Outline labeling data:
-- -- --
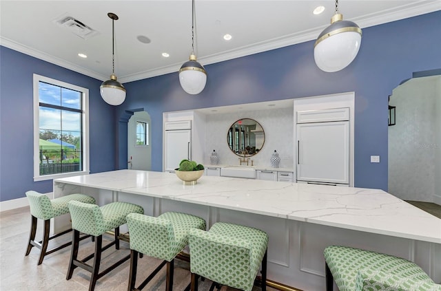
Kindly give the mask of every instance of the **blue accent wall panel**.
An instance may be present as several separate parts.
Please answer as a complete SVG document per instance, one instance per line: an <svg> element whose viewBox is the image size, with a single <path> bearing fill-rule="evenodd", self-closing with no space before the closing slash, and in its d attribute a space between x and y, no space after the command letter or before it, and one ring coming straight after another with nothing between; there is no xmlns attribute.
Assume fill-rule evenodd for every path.
<svg viewBox="0 0 441 291"><path fill-rule="evenodd" d="M387 190L387 97L413 72L441 68L440 19L437 11L364 28L358 56L338 72L317 67L314 42L308 41L205 65L207 85L196 96L181 89L178 67L125 83L126 100L118 107L103 101L100 80L0 47L1 201L23 197L30 189L52 191L52 181L32 180L34 73L90 89L92 173L126 169L125 120L133 111L150 115L152 169L162 171L163 112L353 91L355 185ZM381 162L371 163L371 155Z"/></svg>
<svg viewBox="0 0 441 291"><path fill-rule="evenodd" d="M33 74L89 89L90 171L114 169L114 107L101 98L101 80L2 46L0 58L1 201L52 191L52 180L33 180Z"/></svg>
<svg viewBox="0 0 441 291"><path fill-rule="evenodd" d="M162 170L162 113L355 91L355 186L387 190L387 98L412 73L441 67L441 12L363 29L359 54L342 71L315 65L314 41L205 65L198 95L180 87L176 72L125 84L117 109L143 107L152 116L152 169ZM121 141L125 137L120 137ZM121 155L125 154L120 153ZM380 163L371 163L380 155Z"/></svg>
-- -- --
THE REQUEST: Write out all of the data above as a numbered list with no blank lines, and leave the pictures out.

RESPONSE TO THE TASK:
1. Kindly give the mask of every instance of the **blue accent wall panel**.
2. An instance may be present as several separate parts.
3. Please answer as a complete SVG document per instance, one instance per line: an <svg> element whose viewBox is the image size, with a single <path> bearing fill-rule="evenodd", self-closing with no space before the closing slash, and in its d attribute a space between x and y, no space after the command letter or before it, and one ring coming straight after another with nothing between; there is no xmlns attribute.
4. Assume fill-rule evenodd for every path.
5. <svg viewBox="0 0 441 291"><path fill-rule="evenodd" d="M387 190L387 97L413 72L441 68L440 19L437 11L364 28L358 56L338 72L317 67L314 42L308 41L205 65L207 85L196 96L181 89L178 67L125 83L126 100L118 107L103 101L100 80L0 47L1 201L23 197L30 189L52 191L52 181L32 180L34 73L90 89L92 173L126 169L125 120L133 111L150 115L152 169L162 171L163 112L353 91L355 185ZM381 162L371 163L371 155Z"/></svg>
6. <svg viewBox="0 0 441 291"><path fill-rule="evenodd" d="M33 74L89 89L90 171L114 169L114 107L101 98L101 80L2 46L0 58L1 201L52 191L52 180L33 180Z"/></svg>
7. <svg viewBox="0 0 441 291"><path fill-rule="evenodd" d="M162 170L162 113L355 91L355 186L387 190L387 98L412 73L441 67L441 12L363 29L359 54L342 71L315 65L314 41L205 65L198 95L180 87L176 72L125 84L117 109L143 107L152 116L152 169ZM121 141L125 137L120 137ZM121 155L125 154L120 153ZM380 163L371 163L380 155Z"/></svg>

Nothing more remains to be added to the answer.